THE PROBLEM: Your answer should be the line that contains "Target: green tree" and each line after it, restated word for word through the final line of the entries.

[[ PROVIDED DATA open ]]

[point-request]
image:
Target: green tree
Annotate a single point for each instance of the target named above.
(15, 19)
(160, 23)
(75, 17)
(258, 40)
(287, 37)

[[ PROVIDED DATA closed ]]

TASK ANSWER:
Target: green tree
Annotate a single point for each instance of the target named above.
(15, 19)
(160, 23)
(75, 17)
(258, 40)
(287, 37)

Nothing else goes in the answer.